Write out the part of the online safety article between "London-based, non-profit organisation" and "software to help.", inclusive, word for word.
*** Opening of Extract to read ***
Even before the pandemic, devices were a big part of modern family life. Now our children and teenagers are stuck at home for the foreseeable future, these devices are being used even more to stay in touch with friends and loved ones, provide support for home-schooling and fill time usually spent outdoors.

Unfortunately, this means increasing numbers of youngsters are likely to be exposed to inappropriate content and potential grooming.

The National Crime Agency has predicted a rise in online sexual abuse during the pandemic so now, more than ever, it’s important to speak to your children about staying safe when using the internet while putting parental controls and filtering content in place.

London-based, non-profit organisation Internet Matters provides support and tips to help children benefit safely and smartly from technology.

Screen time offers many opportunities for children to learn, develop and communicate but too much screen time can have a detrimental effect.

Photo by Julia M Cameron on pexels.com

It’s important to set clear boundaries when it comes to online use. Most smartphones, tablets, laptops and games consoles come with pre-installed parental controls and you can often download additional apps and software to help.

As well as screen time, content may also need to be filtered depending on your child’s age. This can usually be done on the entertainment platform itself – Sky, Netflix, YouTube etc – and Internet Matters has a range of guides to help.

Meanwhile, the National Crime Agency (NCA) has launched its #OnlineSafetyAtHome campaign and is urging parents and carers to ensure they know how to stay safe on the web. The NCA offers a wealth of tips and advice on its website – www.thinkuknow.co.uk – and reminds us we know our child better than anyone.
*** Close of Extract to read ***
*** Opening of Supplied data ***
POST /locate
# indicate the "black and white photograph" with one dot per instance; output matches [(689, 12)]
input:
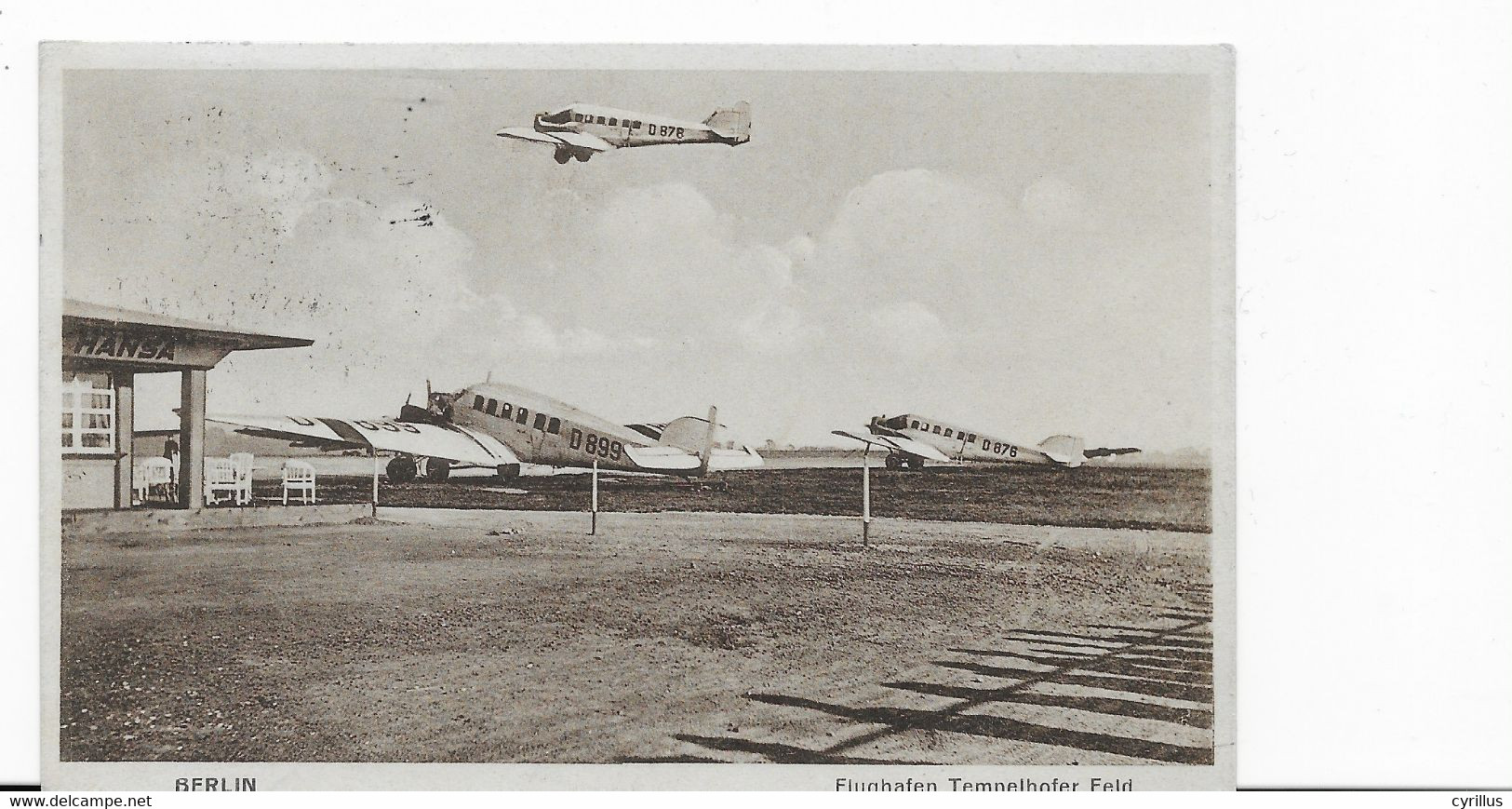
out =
[(703, 407)]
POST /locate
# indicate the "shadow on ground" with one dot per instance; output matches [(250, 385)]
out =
[(1157, 675)]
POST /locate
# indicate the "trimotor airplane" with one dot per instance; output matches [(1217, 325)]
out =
[(912, 438), (501, 426), (582, 130)]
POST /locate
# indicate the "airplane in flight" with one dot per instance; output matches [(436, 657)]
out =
[(912, 438), (582, 130), (502, 426)]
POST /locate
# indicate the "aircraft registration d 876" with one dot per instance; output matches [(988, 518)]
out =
[(912, 438)]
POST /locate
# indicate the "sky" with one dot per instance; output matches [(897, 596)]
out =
[(1020, 253)]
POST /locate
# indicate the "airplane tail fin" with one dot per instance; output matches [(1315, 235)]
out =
[(733, 123), (1066, 450), (708, 442), (689, 434)]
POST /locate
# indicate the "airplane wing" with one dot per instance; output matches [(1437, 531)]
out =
[(575, 140), (733, 458), (527, 133), (1104, 451), (907, 446), (675, 460), (452, 443), (582, 140)]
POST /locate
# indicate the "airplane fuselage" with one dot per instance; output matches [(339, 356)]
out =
[(546, 431), (622, 128), (963, 443)]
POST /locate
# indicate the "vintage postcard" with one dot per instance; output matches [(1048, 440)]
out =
[(626, 416)]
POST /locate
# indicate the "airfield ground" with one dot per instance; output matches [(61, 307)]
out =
[(1122, 496), (512, 636)]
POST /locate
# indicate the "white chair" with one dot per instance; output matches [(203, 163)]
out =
[(242, 463), (154, 477), (300, 477), (138, 484), (220, 477)]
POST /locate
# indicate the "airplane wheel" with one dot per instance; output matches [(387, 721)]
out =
[(401, 469)]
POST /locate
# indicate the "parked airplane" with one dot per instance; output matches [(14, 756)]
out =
[(912, 438), (581, 130), (501, 426)]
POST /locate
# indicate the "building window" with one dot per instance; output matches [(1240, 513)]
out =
[(88, 413)]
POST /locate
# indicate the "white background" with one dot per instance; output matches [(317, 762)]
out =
[(1373, 333)]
*** Close of Supplied data ***
■ Solution below:
London-based, non-profit organisation Internet Matters provides support and tips to help children benefit safely and smartly from technology.

Screen time offers many opportunities for children to learn, develop and communicate but too much screen time can have a detrimental effect.

Photo by Julia M Cameron on pexels.com

It’s important to set clear boundaries when it comes to online use. Most smartphones, tablets, laptops and games consoles come with pre-installed parental controls and you can often download additional apps and software to help.